◆ **Текст для чтения**:
:::::

Пока Зейдлиц подписывал, он все смотрел, опершись на руку, на портрет Маши и виды могил. Вдруг заволновался.

— Нет, я с вами не расстанусь!

Встал, вынул их из рам и велел отнести вниз, в карету. А Зейдлицу подарил собственный портрет, писанный в Риме в 1833 году. Подпись под ним:

«Для сердца прошедшее вечно».

Венчание происходило 21 мая 1841 года в посольской русской церкви Штутгарта. Повторно было затем и в лютеранской церкви.

Семья, Гоголь, «Одиссея»

Сообща со старыми Рейтернами наняли дом на окраине Дюссельдорфа, поселились все вместе, просторно: двенадцать комнат. Обставлено изящно. Много книг, картины, скульптура. Светло, с верхнего балкона вид на Рейн. Сад и огород, рядом парк. Весной заливаются в нем соловьи.

:::::

◆ **Сохранённые записи**:
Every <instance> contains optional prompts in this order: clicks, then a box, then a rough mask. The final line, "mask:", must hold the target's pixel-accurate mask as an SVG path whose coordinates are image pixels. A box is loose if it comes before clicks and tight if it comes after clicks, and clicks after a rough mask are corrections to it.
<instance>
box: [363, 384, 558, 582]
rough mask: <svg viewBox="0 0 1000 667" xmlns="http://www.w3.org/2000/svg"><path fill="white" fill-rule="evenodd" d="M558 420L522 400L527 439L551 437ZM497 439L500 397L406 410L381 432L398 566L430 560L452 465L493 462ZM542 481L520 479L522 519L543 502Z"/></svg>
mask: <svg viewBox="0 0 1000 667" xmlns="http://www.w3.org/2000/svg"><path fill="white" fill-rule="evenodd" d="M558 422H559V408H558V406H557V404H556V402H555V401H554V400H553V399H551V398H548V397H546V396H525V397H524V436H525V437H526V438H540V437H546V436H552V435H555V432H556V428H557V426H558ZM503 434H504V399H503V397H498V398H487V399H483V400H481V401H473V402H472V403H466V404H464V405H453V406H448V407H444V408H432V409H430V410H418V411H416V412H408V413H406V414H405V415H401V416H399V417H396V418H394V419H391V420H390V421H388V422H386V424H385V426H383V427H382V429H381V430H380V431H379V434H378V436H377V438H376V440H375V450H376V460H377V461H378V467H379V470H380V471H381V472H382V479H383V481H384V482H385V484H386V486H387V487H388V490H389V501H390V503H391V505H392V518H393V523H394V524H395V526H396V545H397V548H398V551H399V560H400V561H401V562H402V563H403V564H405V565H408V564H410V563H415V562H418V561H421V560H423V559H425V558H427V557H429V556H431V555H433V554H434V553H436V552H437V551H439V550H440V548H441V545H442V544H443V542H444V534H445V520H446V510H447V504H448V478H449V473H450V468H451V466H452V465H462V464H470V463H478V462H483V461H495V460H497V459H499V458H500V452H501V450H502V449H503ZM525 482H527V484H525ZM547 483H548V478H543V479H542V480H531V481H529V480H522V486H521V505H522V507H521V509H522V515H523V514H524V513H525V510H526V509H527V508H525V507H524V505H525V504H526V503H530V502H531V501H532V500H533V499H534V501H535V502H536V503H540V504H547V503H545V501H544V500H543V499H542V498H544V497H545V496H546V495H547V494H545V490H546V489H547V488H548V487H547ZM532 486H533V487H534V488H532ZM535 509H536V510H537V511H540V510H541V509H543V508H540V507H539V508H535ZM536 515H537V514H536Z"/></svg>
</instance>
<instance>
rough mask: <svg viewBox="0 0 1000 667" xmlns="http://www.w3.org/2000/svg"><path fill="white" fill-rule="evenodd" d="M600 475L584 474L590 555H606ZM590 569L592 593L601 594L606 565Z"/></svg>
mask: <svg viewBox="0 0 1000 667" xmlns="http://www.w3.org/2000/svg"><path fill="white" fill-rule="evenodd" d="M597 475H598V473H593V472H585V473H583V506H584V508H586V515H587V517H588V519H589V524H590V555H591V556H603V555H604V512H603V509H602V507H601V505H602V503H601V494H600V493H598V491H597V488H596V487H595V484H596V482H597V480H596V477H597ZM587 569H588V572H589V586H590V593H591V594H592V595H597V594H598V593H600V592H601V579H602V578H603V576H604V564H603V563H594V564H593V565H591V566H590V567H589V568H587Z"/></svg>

:::::

◆ **Цель задания**:
Продолжите текст для чтения о венчании и жизни семьи под Дюссельдорфом, начав сразу после его последнего предложения.

◆ **Письменный ответ**:
По сохранившимся рисункам самого Жуковского — впечатление света и чистоты. Природа как бы входит в этот дом, он с нею связан. Есть даже открытый портик, где обедают в хорошую погоду. Есть беседка в саду, как бы продолжение дома, вся в цветах, там можно проводить целые часы.

Свет, легкость рейнских далей, так в тонких, едва накрапленных рисунках чувствующиеся, идут к закатным дням Жуковского. В больших, светлых комнатах дома дюссельдорфского, рядом с милой Елизаветой окончательно отделывался «Наль и Дамаянти» — прославление верной и преданной женской любви. Тут же, несколько позже, написано и посвящение его, Великой Княжне Александре Николаевне.

В посвящении этом есть тишина вечера и как будто счастие мирной жизни семейной, но и меланхолический налет. Не отходят две любимые тени.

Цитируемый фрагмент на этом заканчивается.